_Requirements_
Give back all of the records below word for word, with nothing changed, added, or left out.

_Material for the task_
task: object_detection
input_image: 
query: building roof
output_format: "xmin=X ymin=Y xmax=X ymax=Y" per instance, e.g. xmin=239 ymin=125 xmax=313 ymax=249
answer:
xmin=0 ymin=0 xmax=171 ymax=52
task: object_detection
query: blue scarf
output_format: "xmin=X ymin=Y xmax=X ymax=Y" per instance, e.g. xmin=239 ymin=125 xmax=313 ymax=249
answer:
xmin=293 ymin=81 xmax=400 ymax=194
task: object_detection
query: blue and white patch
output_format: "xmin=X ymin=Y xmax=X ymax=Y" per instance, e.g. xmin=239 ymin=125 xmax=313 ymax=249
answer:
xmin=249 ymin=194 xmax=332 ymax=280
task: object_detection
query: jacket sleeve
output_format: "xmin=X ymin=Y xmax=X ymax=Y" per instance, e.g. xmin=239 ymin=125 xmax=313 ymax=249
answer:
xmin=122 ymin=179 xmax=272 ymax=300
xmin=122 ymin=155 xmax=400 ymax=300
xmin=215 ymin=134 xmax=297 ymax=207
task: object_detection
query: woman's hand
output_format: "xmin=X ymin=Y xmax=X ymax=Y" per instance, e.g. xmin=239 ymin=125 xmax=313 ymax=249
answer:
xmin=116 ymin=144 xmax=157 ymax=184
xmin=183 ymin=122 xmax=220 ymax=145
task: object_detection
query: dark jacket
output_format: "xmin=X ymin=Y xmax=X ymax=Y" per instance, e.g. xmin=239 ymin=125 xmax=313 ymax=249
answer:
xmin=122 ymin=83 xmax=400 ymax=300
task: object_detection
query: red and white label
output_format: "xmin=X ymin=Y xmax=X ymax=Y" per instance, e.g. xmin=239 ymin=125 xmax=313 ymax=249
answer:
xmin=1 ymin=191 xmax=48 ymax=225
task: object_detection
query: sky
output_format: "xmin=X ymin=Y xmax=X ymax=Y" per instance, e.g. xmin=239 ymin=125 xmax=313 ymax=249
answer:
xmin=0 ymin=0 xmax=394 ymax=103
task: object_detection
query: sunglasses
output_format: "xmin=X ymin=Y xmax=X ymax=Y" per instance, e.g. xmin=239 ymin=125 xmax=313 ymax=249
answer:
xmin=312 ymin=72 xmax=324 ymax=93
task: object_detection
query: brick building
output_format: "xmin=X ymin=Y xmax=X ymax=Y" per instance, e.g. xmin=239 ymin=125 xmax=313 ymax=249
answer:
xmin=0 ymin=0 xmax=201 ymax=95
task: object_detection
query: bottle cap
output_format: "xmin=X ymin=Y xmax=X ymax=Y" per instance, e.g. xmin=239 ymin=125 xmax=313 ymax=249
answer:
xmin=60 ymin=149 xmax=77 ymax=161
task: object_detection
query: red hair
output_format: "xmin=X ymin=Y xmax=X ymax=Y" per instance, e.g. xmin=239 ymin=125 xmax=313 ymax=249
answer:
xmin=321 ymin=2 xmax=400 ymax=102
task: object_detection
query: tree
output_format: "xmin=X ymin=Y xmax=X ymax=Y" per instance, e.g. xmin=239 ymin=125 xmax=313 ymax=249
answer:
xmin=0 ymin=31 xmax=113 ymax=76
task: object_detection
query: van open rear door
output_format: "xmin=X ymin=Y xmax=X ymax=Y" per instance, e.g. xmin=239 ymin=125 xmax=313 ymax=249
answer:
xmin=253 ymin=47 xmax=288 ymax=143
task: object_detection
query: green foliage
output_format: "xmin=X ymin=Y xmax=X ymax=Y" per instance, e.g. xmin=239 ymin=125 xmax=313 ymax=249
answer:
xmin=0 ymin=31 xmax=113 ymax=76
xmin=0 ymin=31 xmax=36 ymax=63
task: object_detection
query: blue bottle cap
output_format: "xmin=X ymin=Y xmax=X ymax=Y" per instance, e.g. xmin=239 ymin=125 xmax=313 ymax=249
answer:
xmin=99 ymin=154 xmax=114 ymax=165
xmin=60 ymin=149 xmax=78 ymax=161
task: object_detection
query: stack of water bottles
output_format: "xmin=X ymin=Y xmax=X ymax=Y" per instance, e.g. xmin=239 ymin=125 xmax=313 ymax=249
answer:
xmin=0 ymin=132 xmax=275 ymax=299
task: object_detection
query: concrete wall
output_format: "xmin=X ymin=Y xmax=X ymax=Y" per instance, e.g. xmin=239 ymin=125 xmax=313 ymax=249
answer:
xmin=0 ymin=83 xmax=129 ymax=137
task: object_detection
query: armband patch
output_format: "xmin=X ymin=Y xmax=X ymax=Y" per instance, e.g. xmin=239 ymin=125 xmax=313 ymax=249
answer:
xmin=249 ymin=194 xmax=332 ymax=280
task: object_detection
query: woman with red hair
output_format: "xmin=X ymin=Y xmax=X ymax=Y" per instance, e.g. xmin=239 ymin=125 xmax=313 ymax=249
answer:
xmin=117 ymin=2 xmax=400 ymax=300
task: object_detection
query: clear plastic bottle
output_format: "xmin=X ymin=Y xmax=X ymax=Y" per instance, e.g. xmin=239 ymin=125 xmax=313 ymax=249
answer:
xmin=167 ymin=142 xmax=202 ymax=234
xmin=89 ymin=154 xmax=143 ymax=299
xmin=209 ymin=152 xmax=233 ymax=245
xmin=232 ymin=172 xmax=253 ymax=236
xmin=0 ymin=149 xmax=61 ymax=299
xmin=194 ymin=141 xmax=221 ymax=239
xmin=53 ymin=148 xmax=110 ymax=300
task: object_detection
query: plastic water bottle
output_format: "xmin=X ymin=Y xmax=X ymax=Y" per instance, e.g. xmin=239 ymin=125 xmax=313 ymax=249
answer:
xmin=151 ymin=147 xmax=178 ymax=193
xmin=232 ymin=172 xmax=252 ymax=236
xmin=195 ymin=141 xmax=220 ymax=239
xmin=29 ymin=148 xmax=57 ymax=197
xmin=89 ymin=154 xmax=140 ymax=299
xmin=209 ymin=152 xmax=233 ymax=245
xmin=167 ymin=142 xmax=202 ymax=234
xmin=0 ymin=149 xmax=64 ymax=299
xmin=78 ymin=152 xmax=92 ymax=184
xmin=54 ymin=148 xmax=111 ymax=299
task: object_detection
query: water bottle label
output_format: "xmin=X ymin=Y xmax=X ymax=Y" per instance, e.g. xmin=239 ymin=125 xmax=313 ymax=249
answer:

_Expected answer_
task: object_detection
input_image: 
query: building roof
output_format: "xmin=X ymin=Y xmax=X ymax=Y" per instance, e.g. xmin=239 ymin=125 xmax=313 ymax=249
answer:
xmin=0 ymin=0 xmax=171 ymax=52
task: object_detection
query: blue scarf
output_format: "xmin=X ymin=Y xmax=X ymax=Y" per instance, e.g. xmin=239 ymin=125 xmax=313 ymax=249
answer:
xmin=293 ymin=81 xmax=400 ymax=194
task: object_detection
query: blue and white patch
output_format: "xmin=X ymin=Y xmax=X ymax=Y" per instance, e.g. xmin=239 ymin=125 xmax=313 ymax=249
answer:
xmin=249 ymin=194 xmax=332 ymax=280
task: object_detection
query: jacket sleeve
output_format: "xmin=X ymin=Y xmax=X ymax=Y" per instance, e.g. xmin=239 ymin=125 xmax=313 ymax=249
answer:
xmin=122 ymin=179 xmax=272 ymax=300
xmin=122 ymin=155 xmax=400 ymax=300
xmin=215 ymin=134 xmax=297 ymax=207
task: object_detection
query: woman's hand
output_format: "xmin=X ymin=Y xmax=X ymax=Y" per instance, e.g. xmin=239 ymin=125 xmax=313 ymax=249
answer:
xmin=116 ymin=144 xmax=157 ymax=184
xmin=183 ymin=122 xmax=220 ymax=145
task: object_detection
query: dark jacket
output_format: "xmin=X ymin=Y xmax=X ymax=Y" per instance, e.g. xmin=239 ymin=125 xmax=313 ymax=249
answer:
xmin=122 ymin=83 xmax=400 ymax=300
task: object_detection
query: red and white label
output_format: "xmin=X ymin=Y xmax=X ymax=Y" per instance, e.g. xmin=239 ymin=125 xmax=313 ymax=249
answer:
xmin=1 ymin=191 xmax=48 ymax=225
task: object_detection
query: sky
output_format: "xmin=X ymin=Y xmax=X ymax=Y" per instance, e.g. xmin=239 ymin=125 xmax=313 ymax=249
answer:
xmin=0 ymin=0 xmax=394 ymax=103
task: object_detection
query: sunglasses
output_format: "xmin=X ymin=Y xmax=X ymax=Y" per instance, e.g. xmin=239 ymin=125 xmax=313 ymax=249
answer:
xmin=312 ymin=72 xmax=324 ymax=93
task: object_detection
query: brick building
output_format: "xmin=X ymin=Y xmax=X ymax=Y" per instance, e.g. xmin=239 ymin=125 xmax=313 ymax=249
answer:
xmin=0 ymin=0 xmax=201 ymax=95
task: object_detection
query: bottle cap
output_format: "xmin=X ymin=Y xmax=X ymax=Y" per instance, e.g. xmin=239 ymin=125 xmax=313 ymax=249
answer:
xmin=60 ymin=149 xmax=77 ymax=161
task: object_detection
query: red hair
output_format: "xmin=X ymin=Y xmax=X ymax=Y" per instance, e.g. xmin=239 ymin=125 xmax=313 ymax=249
answer:
xmin=321 ymin=2 xmax=400 ymax=102
task: object_detection
query: tree
output_format: "xmin=X ymin=Y xmax=X ymax=Y" per instance, e.g. xmin=239 ymin=125 xmax=313 ymax=249
answer:
xmin=0 ymin=31 xmax=113 ymax=76
task: object_detection
query: van open rear door
output_format: "xmin=X ymin=Y xmax=X ymax=Y" per instance, e.g. xmin=239 ymin=125 xmax=313 ymax=249
answer:
xmin=253 ymin=47 xmax=288 ymax=143
task: object_detection
query: green foliage
output_format: "xmin=X ymin=Y xmax=X ymax=Y" per instance, e.g. xmin=239 ymin=125 xmax=313 ymax=249
answer:
xmin=0 ymin=31 xmax=113 ymax=76
xmin=0 ymin=31 xmax=36 ymax=63
task: object_detection
query: blue bottle cap
output_format: "xmin=X ymin=Y xmax=X ymax=Y" per instance, e.g. xmin=239 ymin=125 xmax=313 ymax=249
answer:
xmin=99 ymin=154 xmax=114 ymax=165
xmin=60 ymin=149 xmax=78 ymax=161
task: object_detection
query: stack of water bottles
output_format: "xmin=X ymin=Y xmax=X ymax=Y" per instance, e.g. xmin=239 ymin=125 xmax=313 ymax=249
answer:
xmin=0 ymin=132 xmax=275 ymax=299
task: object_detection
query: concrete wall
output_format: "xmin=X ymin=Y xmax=X ymax=Y" per instance, e.g. xmin=239 ymin=125 xmax=313 ymax=249
answer:
xmin=0 ymin=83 xmax=129 ymax=137
task: object_detection
query: armband patch
output_format: "xmin=X ymin=Y xmax=X ymax=Y" per instance, e.g. xmin=239 ymin=125 xmax=313 ymax=249
answer:
xmin=249 ymin=194 xmax=332 ymax=280
task: object_detection
query: woman with red hair
output_format: "xmin=X ymin=Y xmax=X ymax=Y" per instance, e.g. xmin=239 ymin=125 xmax=313 ymax=249
answer:
xmin=117 ymin=2 xmax=400 ymax=300
task: object_detection
query: clear plastic bottle
output_format: "xmin=X ymin=Y xmax=X ymax=Y" per instance, e.g. xmin=239 ymin=125 xmax=313 ymax=249
answer:
xmin=167 ymin=142 xmax=202 ymax=234
xmin=89 ymin=154 xmax=143 ymax=299
xmin=209 ymin=152 xmax=233 ymax=245
xmin=232 ymin=172 xmax=253 ymax=236
xmin=0 ymin=149 xmax=61 ymax=299
xmin=194 ymin=141 xmax=221 ymax=239
xmin=53 ymin=148 xmax=110 ymax=300
task: object_detection
query: plastic water bottle
output_format: "xmin=X ymin=Y xmax=X ymax=Y" per instance, e.g. xmin=239 ymin=125 xmax=313 ymax=249
answer:
xmin=151 ymin=147 xmax=178 ymax=193
xmin=232 ymin=172 xmax=252 ymax=236
xmin=195 ymin=141 xmax=220 ymax=239
xmin=29 ymin=148 xmax=57 ymax=197
xmin=89 ymin=154 xmax=140 ymax=299
xmin=209 ymin=152 xmax=233 ymax=245
xmin=167 ymin=142 xmax=202 ymax=234
xmin=0 ymin=149 xmax=64 ymax=299
xmin=78 ymin=152 xmax=92 ymax=184
xmin=54 ymin=148 xmax=111 ymax=299
task: object_detection
query: water bottle label
output_format: "xmin=X ymin=Y xmax=X ymax=Y" per instance, e.g. xmin=239 ymin=125 xmax=313 ymax=249
answer:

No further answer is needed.